**Given problem A:** Return, copied word for word, the part of the thread on testing points against spheres that begins at the words "I have a numpy" and stops after the words "extremely fast performance.".
**Given problem B:**
Decide whether each statement agrees with the thread on testing points against spheres. Answer yes or no for each, and quote the deciding words.
(i) The asker works with between 2 and 200 spheres.
(ii) The asker believes CuPy supports scipy spatial.
(iii) The answer calls an efficient GPU implementation of tree data structures easy.
**Given problem C:** Extend the thread on testing points against spheres, starting after its last sentence.

**Extract:**
────────────────
2

I have a numpy array centers which is N row by 3 columns and contains the 3D coordinates of the center of the spheres. Then another Nx1 array radii which contains the radii corresponding to the spheres. Finally, I have a third array points which are the points that I want to check to see if they are inside of the sphere. To do the check, I know that I need to find d = np.sqrt((points[0]-sphere[0])**2 + (points[1]-sphere[1])**2 + (points[2]-sphere[2])**2) for all the points and all the spheres but I'm not sure how to do this in a vectorized manner. Is this possible? Thank you.

Additional info:

  • I would like to run this on the GPU using CuPy, or otherwise have extremely fast performance.
  • There are between 2-200 spheres, and 300k points.
adamcircle
  • 694
  • 1
  • 10
  • 26
  • `numpy` only? `scipy` has many more distance methods for `numpy` arrays. Take a look [here](https://stackoverflow.com/questions/52366421/how-to-do-n-d-distance-and-nearest-neighbor-calculations-on-numpy-arrays/52366706#52366706) to see the different best-practice methods. – Daniel F Apr 20 '22 at 12:10
  • 1
    This can be done efficiently with [Scipy's KD Tree](https://docs.scipy.org/doc/scipy/reference/generated/scipy.spatial.KDTree.query_ball_point.html#scipy.spatial.KDTree.query_ball_point) – norok2 Apr 20 '22 at 12:12
  • @DanielF I'm actually looking to use CuPy so that this can be done on the GPU. I don't think scipy spatial is supported but the other methods might be. – adamcircle Apr 20 '22 at 12:14
  • How big is N and and the number of points? – Jérôme Richard Apr 20 '22 at 14:31
  • @JérômeRichard 300k points, somewhere between 2 and 200 spheres – adamcircle Apr 20 '22 at 14:53

2 Answers2

3

When the number of sphere is large, it is generally a good idea to use a data structure like a quadtree, k-D tree and especially ball tree. This is what Scipy uses internally and this result in an algorithm running in O(M log(N)) time where N is the number of sphere and M is the number of points.

The thing is implementing such data structure efficiently on GPU is pretty insane (because they are not SIMD friendly). In your case, the number of sphere is small enough so that using a naive algorithm running in O(N M) should be relatively fast.

The solution of @DanielF is a good start but is is not very efficient as is creates several temporary arrays and use a memory access pattern that is not SIMD friendly (which is critical on GPU so to get reasonable performances). The temporary arrays cause slow allocations and memory accesses while GPU shine for heavy computational operations (typically on large arrays).
────────────────
**Data lines:**
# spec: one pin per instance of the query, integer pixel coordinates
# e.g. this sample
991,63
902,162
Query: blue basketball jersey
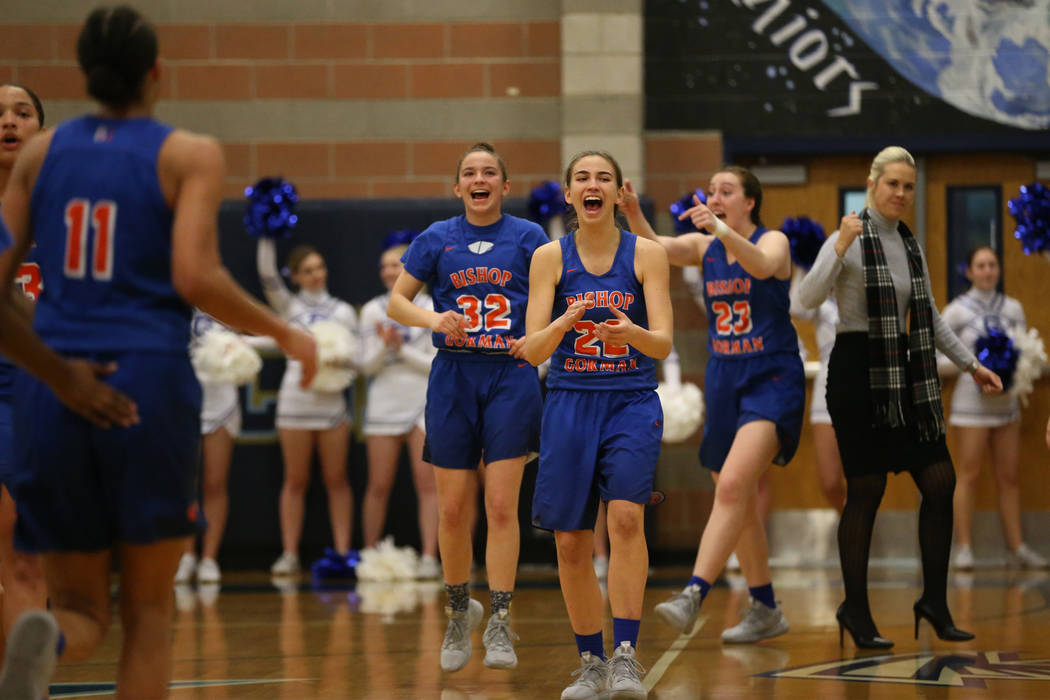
746,316
581,361
30,283
103,234
481,272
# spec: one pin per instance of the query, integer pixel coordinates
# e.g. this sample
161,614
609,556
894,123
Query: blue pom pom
271,208
546,200
995,351
683,205
805,237
1031,210
399,237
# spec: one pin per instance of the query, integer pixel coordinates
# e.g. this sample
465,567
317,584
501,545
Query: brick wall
450,83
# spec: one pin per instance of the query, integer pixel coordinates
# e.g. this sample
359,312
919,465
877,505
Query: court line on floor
664,662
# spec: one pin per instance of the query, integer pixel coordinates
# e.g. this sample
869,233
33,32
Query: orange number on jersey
588,343
102,217
496,317
499,309
29,280
725,323
469,305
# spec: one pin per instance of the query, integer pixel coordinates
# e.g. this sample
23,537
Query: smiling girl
754,387
482,401
599,304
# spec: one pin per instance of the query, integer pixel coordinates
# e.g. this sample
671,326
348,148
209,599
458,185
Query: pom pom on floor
683,409
223,357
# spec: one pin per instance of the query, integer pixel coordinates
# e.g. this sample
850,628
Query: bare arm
685,250
652,269
401,309
542,334
771,257
273,287
196,165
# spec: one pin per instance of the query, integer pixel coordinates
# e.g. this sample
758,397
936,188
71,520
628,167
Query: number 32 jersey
746,316
103,234
481,272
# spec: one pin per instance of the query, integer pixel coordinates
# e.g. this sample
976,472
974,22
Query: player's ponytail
116,49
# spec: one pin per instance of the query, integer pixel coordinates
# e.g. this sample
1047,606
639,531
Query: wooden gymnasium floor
252,640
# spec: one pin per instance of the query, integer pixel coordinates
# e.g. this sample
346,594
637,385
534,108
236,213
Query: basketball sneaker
592,679
759,621
498,640
456,649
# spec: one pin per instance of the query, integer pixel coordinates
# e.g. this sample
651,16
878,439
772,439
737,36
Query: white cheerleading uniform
397,384
969,315
297,407
221,407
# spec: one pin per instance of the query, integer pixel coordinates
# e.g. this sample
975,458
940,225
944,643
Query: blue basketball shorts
594,445
6,440
481,407
81,488
767,387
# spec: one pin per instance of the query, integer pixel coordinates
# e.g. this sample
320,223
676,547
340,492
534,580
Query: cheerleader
397,360
980,421
309,419
219,426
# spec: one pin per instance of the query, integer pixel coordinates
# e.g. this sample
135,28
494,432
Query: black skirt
864,448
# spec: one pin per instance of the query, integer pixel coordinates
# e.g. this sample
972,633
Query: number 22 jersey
103,234
481,272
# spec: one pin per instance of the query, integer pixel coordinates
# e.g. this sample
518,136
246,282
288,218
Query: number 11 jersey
103,234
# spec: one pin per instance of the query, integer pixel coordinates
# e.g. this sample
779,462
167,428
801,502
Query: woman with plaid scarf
883,390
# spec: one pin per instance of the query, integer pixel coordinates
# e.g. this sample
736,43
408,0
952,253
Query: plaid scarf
886,372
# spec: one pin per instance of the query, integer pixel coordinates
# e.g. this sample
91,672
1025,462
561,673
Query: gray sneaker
499,648
681,609
758,622
592,679
456,649
29,659
625,673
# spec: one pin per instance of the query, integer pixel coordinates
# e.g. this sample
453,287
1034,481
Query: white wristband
720,228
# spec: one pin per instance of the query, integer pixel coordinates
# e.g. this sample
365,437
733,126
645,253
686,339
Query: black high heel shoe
945,629
873,641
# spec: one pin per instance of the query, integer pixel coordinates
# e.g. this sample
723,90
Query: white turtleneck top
845,275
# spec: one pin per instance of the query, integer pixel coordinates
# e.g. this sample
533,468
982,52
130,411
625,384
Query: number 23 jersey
747,316
481,272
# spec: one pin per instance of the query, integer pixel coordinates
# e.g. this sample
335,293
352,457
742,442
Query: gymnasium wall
365,100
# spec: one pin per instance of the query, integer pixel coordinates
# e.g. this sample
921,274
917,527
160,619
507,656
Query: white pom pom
386,563
223,357
1032,357
683,410
335,347
385,598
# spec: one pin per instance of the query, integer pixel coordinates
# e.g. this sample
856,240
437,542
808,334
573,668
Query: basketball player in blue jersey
600,308
754,386
123,210
482,400
21,574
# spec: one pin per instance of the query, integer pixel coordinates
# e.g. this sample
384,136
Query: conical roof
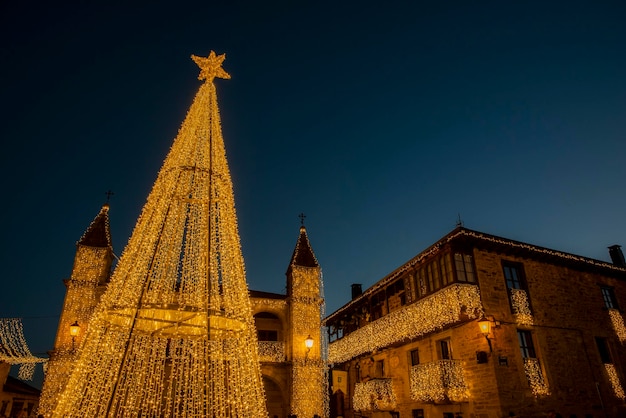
303,255
174,334
98,234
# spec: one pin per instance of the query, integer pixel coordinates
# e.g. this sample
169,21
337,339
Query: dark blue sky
382,121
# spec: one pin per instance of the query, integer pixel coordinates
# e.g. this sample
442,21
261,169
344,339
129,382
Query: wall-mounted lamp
485,328
74,331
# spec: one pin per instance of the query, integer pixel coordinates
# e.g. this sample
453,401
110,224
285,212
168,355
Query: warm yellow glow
173,334
14,350
272,351
308,342
614,379
537,382
437,381
74,329
424,316
485,327
521,307
375,394
309,389
618,324
89,275
309,372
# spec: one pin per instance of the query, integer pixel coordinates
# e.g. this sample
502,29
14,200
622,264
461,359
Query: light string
613,377
437,381
14,350
273,351
173,335
534,375
618,324
374,394
521,307
426,315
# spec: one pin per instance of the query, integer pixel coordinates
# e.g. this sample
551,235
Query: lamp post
485,328
74,331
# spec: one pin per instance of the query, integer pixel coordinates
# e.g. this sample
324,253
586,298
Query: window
446,269
379,368
603,350
526,344
267,335
608,294
464,268
514,275
445,353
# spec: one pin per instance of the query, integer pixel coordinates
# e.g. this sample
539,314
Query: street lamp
485,328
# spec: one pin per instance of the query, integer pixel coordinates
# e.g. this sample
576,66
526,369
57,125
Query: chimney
615,251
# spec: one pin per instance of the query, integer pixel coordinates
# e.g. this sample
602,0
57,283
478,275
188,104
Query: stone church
288,325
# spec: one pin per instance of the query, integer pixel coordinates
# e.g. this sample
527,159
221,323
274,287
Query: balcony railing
521,307
411,321
375,394
438,381
272,351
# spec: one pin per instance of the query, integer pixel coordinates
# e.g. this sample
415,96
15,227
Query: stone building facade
294,376
479,326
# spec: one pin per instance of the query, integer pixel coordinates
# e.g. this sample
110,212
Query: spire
303,255
174,333
98,234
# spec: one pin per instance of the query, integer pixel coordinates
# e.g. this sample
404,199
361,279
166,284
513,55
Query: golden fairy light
534,375
618,324
273,351
521,307
618,390
14,350
90,273
374,394
437,381
173,334
412,321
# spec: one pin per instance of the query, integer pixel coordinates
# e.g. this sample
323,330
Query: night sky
384,122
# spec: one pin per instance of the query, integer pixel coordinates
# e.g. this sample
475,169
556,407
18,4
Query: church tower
173,334
305,295
88,280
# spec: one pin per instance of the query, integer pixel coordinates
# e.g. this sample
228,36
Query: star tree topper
211,67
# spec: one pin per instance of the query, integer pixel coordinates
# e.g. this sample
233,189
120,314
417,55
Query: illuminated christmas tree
174,336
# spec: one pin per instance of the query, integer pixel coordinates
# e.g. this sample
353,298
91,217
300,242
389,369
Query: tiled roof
98,234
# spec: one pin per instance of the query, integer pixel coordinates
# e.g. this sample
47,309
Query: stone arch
277,405
269,326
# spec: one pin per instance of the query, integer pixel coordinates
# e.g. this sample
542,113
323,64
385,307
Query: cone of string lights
173,335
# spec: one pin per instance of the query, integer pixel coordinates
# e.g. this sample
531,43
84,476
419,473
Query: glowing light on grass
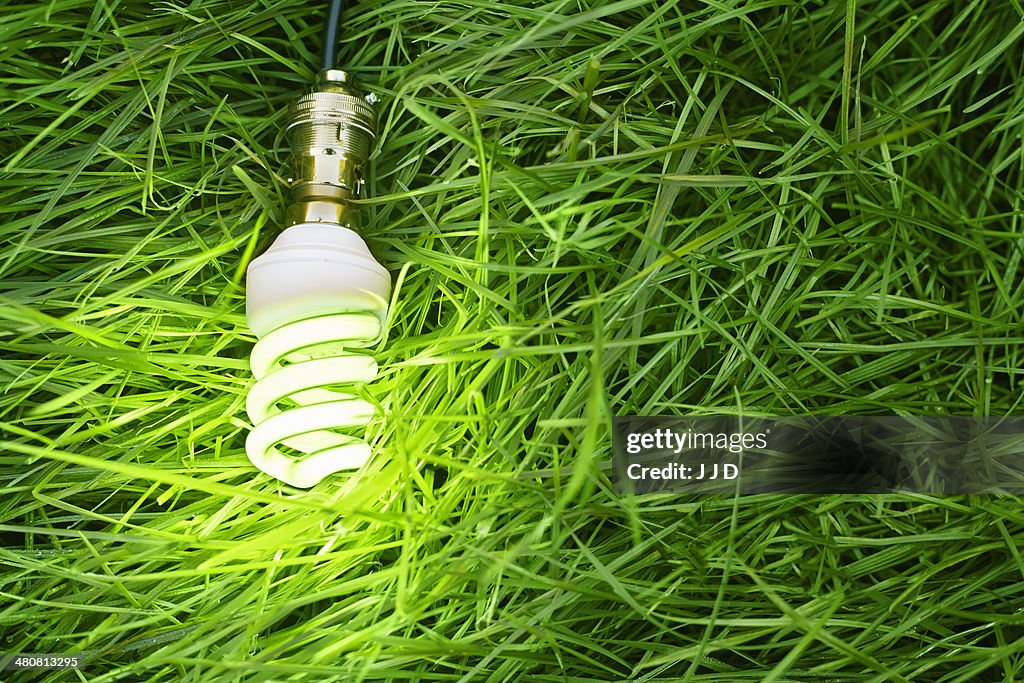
314,296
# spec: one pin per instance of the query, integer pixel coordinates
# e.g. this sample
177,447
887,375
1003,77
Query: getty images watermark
818,455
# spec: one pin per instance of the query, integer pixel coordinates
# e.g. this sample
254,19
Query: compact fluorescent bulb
315,298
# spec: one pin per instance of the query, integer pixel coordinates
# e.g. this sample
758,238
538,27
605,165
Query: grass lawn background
626,207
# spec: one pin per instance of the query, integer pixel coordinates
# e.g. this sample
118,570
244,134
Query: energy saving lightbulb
316,299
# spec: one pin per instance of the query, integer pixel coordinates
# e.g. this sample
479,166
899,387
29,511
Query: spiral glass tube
315,300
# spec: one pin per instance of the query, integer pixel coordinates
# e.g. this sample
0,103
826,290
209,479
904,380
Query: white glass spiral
305,376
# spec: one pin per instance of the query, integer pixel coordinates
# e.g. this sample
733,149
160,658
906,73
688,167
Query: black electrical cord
332,35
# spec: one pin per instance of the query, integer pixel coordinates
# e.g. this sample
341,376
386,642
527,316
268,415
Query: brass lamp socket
332,132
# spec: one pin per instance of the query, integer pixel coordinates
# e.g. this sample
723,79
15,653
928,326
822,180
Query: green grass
628,207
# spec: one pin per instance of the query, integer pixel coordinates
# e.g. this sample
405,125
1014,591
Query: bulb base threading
332,133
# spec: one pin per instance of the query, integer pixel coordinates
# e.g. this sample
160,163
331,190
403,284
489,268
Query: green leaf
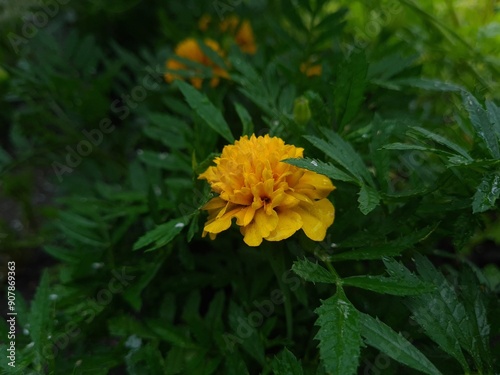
────────────────
**Answer A:**
I have a numpy array centers which is N row by 3 columns and contains the 3D coordinates of the center of the spheres. Then another Nx1 array radii which contains the radii corresponding to the spheres. Finally, I have a third array points which are the points that I want to check to see if they are inside of the sphere. To do the check, I know that I need to find d = np.sqrt((points[0]-sphere[0])**2 + (points[1]-sphere[1])**2 + (points[2]-sphere[2])**2) for all the points and all the spheres but I'm not sure how to do this in a vectorized manner. Is this possible? Thank you.

Additional info:

  • I would like to run this on the GPU using CuPy, or otherwise have extremely fast performance.

**Answer B:**
(i) Yes: "There are between 2-200 spheres, and 300k points."
(ii) No: "I don't think scipy spatial is supported"
(iii) No: "implementing such data structure efficiently on GPU is pretty insane"

**Answer C:**
To solve this problem, you can write your own kernel. The thing is the input array are not efficiently stored. They should be transposed so the computation can make more SIMD-friendly memory accesses and transposing arrays is relatively slow on GPU (as well as creating new arrays). Please consider using a more suitable input data layout. Additionally, computing the square root is not required since you can compare the result to the squared radius. Here is an example computing a "collision" matrix (where rows are spheres and columns are points):

import cupy as cp

points = cp.random.rand(300_000, 3)
spheres = cp.random.rand(200, 3)
radii = cp.random.rand(200)

checkInSphere = cp.RawKernel(r'''
extern "C" __global__
void checkInSphere(const double* points, int pointCount, const double* spheres, const double* radii, int sphereCount, bool* found) {
    int tid = blockDim.x * blockIdx.x + threadIdx.x;

    if(tid < pointCount)
    {
        const double px = points[tid];
        const double py = points[tid+pointCount];
        const double pz = points[tid+pointCount*2];

        for(int i=0 ; i<sphereCount ; ++i)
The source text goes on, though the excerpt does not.